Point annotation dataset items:
______________________________
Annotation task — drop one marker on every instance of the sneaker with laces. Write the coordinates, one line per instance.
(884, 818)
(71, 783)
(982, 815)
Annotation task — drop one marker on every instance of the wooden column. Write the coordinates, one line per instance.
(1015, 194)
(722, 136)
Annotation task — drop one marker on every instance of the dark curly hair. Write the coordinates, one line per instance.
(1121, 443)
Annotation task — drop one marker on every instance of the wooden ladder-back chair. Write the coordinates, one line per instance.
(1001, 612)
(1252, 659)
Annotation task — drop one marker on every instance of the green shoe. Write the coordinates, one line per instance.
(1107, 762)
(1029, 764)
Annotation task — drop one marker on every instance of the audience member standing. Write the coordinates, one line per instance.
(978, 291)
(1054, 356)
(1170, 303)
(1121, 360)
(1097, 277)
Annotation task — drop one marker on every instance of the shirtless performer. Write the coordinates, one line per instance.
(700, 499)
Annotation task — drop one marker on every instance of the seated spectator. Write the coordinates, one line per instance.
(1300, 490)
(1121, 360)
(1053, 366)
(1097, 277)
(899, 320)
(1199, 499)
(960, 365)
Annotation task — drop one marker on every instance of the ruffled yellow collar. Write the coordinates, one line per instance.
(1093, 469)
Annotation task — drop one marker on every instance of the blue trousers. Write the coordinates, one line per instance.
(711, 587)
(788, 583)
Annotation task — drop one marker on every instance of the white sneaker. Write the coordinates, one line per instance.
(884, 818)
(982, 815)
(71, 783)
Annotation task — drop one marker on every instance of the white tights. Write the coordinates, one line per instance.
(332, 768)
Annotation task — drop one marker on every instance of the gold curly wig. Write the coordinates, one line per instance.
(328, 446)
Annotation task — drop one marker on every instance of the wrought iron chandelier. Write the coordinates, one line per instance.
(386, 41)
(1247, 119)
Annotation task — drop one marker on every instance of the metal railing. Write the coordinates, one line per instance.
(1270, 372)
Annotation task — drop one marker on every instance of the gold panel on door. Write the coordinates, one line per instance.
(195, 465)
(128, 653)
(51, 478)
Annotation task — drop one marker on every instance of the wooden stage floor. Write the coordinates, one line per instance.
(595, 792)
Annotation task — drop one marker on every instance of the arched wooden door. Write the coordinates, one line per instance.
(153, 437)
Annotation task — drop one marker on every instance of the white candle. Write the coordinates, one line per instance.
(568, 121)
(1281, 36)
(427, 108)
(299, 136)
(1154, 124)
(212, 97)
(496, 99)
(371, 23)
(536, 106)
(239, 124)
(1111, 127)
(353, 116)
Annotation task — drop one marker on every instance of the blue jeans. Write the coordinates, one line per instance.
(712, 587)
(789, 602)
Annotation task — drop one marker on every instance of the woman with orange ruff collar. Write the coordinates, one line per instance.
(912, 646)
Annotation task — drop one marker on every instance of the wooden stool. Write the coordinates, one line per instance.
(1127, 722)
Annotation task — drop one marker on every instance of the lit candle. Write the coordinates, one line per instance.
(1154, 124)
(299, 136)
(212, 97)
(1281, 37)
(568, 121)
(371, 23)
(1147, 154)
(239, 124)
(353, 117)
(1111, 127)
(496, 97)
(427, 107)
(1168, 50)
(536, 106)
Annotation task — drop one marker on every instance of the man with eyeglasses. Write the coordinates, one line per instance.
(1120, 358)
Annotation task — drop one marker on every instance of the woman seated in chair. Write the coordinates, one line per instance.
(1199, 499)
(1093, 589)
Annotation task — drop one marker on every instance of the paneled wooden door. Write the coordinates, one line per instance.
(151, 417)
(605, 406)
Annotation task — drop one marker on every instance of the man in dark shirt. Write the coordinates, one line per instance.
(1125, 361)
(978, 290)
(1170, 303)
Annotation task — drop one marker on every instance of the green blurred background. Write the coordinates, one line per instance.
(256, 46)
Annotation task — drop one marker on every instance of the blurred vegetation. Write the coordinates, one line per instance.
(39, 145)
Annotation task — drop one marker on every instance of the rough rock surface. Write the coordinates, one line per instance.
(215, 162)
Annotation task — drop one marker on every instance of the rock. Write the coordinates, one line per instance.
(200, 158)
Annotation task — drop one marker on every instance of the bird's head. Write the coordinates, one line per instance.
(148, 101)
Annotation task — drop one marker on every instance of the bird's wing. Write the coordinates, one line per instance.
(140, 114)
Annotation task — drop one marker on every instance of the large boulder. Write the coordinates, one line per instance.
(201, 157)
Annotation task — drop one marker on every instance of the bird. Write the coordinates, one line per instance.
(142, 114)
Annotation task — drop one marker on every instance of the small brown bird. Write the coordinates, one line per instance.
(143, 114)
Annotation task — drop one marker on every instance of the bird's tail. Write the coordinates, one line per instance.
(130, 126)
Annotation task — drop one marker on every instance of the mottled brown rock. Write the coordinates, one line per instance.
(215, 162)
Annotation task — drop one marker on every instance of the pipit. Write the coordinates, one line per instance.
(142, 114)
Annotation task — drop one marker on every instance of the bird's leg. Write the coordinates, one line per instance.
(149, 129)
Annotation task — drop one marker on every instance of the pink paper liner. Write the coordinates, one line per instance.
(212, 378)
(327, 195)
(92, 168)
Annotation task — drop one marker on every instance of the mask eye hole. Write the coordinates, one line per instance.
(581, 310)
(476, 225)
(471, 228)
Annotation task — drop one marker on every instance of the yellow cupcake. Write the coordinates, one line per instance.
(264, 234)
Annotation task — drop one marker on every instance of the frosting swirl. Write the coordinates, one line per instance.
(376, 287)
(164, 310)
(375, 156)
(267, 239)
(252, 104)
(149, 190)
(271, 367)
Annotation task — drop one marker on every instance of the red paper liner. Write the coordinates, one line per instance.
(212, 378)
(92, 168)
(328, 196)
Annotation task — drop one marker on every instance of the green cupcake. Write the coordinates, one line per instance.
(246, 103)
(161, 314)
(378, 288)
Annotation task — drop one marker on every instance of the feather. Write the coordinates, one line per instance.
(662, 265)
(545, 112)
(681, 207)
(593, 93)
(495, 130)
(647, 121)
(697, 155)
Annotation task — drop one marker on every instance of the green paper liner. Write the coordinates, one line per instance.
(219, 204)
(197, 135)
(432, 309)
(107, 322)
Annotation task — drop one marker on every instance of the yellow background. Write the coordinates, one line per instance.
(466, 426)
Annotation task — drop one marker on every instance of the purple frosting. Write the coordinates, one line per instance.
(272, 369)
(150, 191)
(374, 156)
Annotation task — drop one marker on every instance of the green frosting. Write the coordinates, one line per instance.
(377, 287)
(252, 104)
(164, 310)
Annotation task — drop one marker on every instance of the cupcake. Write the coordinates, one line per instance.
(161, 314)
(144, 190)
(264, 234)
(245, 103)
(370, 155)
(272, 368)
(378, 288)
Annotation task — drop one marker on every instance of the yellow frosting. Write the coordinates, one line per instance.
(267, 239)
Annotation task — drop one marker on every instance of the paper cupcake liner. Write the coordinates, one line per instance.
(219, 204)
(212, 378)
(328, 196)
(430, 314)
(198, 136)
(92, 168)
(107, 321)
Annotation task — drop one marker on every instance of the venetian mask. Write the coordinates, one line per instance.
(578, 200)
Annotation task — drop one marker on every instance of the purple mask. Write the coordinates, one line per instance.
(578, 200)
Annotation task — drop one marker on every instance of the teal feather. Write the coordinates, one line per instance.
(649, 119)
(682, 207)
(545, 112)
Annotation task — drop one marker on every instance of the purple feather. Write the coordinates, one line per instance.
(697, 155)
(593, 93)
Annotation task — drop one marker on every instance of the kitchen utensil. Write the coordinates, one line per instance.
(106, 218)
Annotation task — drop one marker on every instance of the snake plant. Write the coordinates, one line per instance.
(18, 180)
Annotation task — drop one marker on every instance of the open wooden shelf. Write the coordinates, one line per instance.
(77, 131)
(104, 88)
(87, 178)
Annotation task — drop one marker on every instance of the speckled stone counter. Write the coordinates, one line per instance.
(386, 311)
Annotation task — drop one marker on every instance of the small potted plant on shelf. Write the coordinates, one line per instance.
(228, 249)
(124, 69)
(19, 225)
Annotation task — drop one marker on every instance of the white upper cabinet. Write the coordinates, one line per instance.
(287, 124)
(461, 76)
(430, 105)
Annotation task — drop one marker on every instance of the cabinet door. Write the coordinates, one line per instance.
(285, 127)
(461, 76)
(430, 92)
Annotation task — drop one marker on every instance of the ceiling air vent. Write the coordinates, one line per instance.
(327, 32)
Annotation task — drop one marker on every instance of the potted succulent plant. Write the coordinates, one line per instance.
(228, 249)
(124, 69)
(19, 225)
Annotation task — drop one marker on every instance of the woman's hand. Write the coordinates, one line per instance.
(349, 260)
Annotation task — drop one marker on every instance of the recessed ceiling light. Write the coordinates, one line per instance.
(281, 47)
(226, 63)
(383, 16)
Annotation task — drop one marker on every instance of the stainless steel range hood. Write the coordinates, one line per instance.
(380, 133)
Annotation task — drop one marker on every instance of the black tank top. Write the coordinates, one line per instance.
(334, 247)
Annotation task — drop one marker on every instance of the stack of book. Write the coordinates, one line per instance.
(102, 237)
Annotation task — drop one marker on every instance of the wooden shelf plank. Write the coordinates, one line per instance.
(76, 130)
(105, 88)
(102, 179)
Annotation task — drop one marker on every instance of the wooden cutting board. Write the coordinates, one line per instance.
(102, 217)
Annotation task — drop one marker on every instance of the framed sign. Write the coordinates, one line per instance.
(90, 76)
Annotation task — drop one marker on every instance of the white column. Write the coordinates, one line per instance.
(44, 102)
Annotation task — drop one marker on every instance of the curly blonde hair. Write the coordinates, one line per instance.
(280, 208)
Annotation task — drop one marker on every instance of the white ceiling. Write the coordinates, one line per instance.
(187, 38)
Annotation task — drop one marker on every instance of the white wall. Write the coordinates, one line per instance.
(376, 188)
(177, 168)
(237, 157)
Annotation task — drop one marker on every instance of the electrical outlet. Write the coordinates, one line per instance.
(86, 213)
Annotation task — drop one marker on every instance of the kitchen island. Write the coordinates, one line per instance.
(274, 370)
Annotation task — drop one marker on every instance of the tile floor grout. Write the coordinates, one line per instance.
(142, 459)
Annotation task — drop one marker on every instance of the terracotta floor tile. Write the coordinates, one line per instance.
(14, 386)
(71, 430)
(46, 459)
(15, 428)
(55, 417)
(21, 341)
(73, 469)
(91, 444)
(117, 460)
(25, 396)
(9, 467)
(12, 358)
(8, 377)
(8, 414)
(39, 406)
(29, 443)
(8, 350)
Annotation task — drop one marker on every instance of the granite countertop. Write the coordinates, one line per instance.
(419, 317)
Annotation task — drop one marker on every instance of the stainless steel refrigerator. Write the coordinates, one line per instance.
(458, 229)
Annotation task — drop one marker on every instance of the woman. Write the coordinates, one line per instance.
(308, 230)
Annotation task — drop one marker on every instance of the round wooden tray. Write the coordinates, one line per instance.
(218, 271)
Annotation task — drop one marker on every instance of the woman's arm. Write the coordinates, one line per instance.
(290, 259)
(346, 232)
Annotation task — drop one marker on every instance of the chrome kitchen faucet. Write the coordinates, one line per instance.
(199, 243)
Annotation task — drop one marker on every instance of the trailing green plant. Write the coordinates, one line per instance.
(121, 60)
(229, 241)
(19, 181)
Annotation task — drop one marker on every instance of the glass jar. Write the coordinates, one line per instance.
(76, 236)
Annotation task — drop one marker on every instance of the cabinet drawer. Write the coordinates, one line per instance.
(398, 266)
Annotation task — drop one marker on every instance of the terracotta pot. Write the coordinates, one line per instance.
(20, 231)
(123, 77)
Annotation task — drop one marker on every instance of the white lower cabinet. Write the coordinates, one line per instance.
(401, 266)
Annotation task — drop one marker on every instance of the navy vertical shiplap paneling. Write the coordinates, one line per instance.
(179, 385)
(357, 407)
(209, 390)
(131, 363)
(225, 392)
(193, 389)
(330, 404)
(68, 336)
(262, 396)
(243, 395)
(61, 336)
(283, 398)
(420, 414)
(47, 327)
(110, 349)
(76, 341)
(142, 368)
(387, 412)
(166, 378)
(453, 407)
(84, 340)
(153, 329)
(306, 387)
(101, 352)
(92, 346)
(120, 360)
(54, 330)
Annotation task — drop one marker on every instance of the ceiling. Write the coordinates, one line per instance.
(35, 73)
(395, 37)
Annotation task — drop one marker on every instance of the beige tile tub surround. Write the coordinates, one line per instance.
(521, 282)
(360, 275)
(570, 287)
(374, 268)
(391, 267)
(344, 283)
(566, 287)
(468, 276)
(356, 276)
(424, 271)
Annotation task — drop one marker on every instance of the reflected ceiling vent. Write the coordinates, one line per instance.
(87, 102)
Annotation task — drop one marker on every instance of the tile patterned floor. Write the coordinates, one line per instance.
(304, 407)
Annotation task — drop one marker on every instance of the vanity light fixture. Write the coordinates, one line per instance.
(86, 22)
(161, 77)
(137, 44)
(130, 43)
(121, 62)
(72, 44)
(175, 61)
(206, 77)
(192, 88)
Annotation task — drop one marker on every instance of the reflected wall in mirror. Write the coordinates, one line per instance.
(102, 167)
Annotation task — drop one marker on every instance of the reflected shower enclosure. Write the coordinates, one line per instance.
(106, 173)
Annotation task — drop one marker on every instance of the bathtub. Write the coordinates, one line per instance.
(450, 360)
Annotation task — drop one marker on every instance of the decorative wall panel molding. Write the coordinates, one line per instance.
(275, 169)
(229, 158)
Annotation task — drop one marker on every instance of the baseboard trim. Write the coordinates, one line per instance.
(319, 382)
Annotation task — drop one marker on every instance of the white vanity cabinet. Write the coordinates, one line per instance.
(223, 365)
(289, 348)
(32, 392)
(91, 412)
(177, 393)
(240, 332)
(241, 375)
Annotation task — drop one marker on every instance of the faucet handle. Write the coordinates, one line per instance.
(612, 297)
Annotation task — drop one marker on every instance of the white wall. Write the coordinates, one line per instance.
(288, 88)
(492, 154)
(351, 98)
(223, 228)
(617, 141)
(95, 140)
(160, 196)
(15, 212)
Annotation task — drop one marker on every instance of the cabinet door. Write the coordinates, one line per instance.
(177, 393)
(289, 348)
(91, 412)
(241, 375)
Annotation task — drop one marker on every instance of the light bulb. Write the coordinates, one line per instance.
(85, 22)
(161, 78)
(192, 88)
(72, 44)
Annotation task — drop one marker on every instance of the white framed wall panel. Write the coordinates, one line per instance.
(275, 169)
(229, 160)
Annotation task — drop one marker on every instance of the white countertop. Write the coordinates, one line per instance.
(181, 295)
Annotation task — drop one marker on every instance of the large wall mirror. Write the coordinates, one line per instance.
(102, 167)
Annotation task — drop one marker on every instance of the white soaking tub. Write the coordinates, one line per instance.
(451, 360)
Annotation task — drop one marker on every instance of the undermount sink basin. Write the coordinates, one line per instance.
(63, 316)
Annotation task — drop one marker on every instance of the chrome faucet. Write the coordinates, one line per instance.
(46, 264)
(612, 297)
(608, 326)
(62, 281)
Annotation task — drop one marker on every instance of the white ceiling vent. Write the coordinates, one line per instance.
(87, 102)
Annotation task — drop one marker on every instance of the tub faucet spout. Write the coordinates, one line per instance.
______________________________
* Problem
Render the lines from the start of the items through the line containing "(1029, 764)", inclusive, as a numbered list, leaving out any blank lines.

* Correct answer
1. Annotation task — drop one marker on every instance of the sneaker with laces. Write the coordinates, one line per instance.
2. (884, 818)
3. (71, 783)
4. (982, 815)
5. Annotation task — drop one marker on every instance of the wooden column. Write the coordinates, one line per instance.
6. (1015, 194)
7. (722, 136)
8. Annotation task — drop one marker on every instance of the dark curly hair. Write the coordinates, one line per instance.
9. (1121, 443)
10. Annotation task — drop one marker on every instance of the wooden ladder-back chair. Write the coordinates, one line per instance.
11. (1001, 612)
12. (1252, 659)
13. Annotation task — drop one marker on every instance of the green shoe. Write the coordinates, one line per instance.
14. (1107, 762)
15. (1029, 764)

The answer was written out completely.